(Entries drawn from a collection)
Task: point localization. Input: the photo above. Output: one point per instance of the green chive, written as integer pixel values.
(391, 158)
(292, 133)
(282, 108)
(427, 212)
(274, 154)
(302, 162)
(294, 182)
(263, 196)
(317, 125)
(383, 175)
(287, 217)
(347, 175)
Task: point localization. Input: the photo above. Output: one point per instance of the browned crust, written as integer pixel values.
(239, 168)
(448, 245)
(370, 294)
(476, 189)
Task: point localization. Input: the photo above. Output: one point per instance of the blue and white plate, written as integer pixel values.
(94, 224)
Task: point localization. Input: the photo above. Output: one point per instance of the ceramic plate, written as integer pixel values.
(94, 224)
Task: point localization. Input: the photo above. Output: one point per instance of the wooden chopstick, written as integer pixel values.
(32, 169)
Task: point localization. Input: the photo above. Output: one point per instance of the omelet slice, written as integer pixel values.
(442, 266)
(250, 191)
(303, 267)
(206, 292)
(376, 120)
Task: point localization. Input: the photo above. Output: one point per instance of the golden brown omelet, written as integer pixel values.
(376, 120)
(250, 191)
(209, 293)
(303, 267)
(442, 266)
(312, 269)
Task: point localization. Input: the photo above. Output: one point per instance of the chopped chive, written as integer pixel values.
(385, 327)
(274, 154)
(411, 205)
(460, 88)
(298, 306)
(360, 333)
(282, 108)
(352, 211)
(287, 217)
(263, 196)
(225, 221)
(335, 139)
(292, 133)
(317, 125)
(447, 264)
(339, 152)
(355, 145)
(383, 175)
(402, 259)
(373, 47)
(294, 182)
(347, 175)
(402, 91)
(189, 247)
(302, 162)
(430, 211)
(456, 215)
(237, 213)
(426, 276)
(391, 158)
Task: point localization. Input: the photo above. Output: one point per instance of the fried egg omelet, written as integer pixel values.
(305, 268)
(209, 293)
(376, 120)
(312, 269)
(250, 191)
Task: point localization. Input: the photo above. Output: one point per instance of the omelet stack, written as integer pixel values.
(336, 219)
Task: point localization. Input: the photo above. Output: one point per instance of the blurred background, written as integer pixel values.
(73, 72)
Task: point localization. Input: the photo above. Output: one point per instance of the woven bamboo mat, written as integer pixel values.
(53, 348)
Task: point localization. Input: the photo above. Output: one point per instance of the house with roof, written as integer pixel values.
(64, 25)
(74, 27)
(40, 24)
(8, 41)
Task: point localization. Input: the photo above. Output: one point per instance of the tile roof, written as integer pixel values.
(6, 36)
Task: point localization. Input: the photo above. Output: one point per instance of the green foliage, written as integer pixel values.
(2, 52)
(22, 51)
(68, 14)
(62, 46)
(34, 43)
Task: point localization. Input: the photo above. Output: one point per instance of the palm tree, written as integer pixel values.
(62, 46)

* _Stated problem_: Can you repeat all of the records above, keeping every line unchanged?

* _Answer to this problem_:
Task: point localization. Input: the photo above. Output: one point per instance of the green chive, written as integer pixel values.
(391, 158)
(292, 133)
(282, 108)
(427, 212)
(274, 154)
(302, 162)
(294, 182)
(263, 196)
(317, 125)
(383, 175)
(287, 217)
(347, 175)
Task: point localization. Input: the photo above. Output: one point per instance of the browned crust, written as integer pixel values.
(239, 168)
(448, 245)
(370, 294)
(476, 189)
Task: point localization. Input: the photo above. Output: one point per instance of the blue and white plate, written as integer pixel values.
(94, 224)
Task: point localization. Input: the photo above. Output: one point per instance of the ceramic plate, written as integer pixel values.
(94, 224)
Task: point localization. Input: the photo above. Output: one point per instance of the wooden chopstick, written as integer pixel values.
(32, 169)
Task: point localization. Input: the photo above. Output: one point per instance of the omelet slice, written as integer pixel values.
(442, 266)
(250, 191)
(303, 267)
(206, 292)
(376, 120)
Task: point localization. Input: the photo above. Output: one point per instance of the golden brown omelet, written as integer pixel values.
(376, 120)
(250, 191)
(209, 293)
(303, 267)
(442, 266)
(312, 269)
Task: point localization. Input: the photo above. Output: one point per instance of the chopped chive, written as integer pixel values.
(385, 327)
(274, 154)
(411, 205)
(460, 88)
(298, 306)
(360, 333)
(282, 108)
(352, 211)
(287, 217)
(263, 196)
(225, 221)
(335, 139)
(292, 133)
(317, 125)
(447, 264)
(339, 152)
(355, 145)
(383, 175)
(402, 259)
(373, 47)
(294, 182)
(347, 175)
(402, 91)
(189, 247)
(302, 162)
(430, 211)
(456, 215)
(237, 213)
(426, 276)
(391, 158)
Task: point localization. Input: the photo above. Output: one point per instance of the fried egg omelet, written as integer pixel values.
(305, 268)
(209, 293)
(376, 120)
(312, 269)
(250, 191)
Task: point localization. Input: the photo above. Output: one point per instance of the omelet stack, written as integer pixel values.
(336, 219)
Task: point localization. Input: the photo above. Output: one point per instance of the blurred background, written as integer pixel values.
(73, 72)
Task: point localization. Input: the photo above. Output: one point per instance of the woven bamboo mat, written as integer pixel values.
(53, 348)
Task: point localization. Input: the photo above. Output: one point per instance of the house with roof, written as integer pixel values.
(64, 25)
(74, 27)
(40, 24)
(8, 41)
Task: point localization. Input: the photo above. Output: one point per instance of the tile roof, written as integer pixel values.
(6, 36)
Task: point localization. Input: the photo above. Output: one point per instance of the green foliage, written as integer pixel values.
(2, 52)
(22, 51)
(68, 14)
(62, 46)
(34, 43)
Task: point localization. Input: the photo above. Output: one point per instance of the palm tree, written as integer pixel values.
(62, 46)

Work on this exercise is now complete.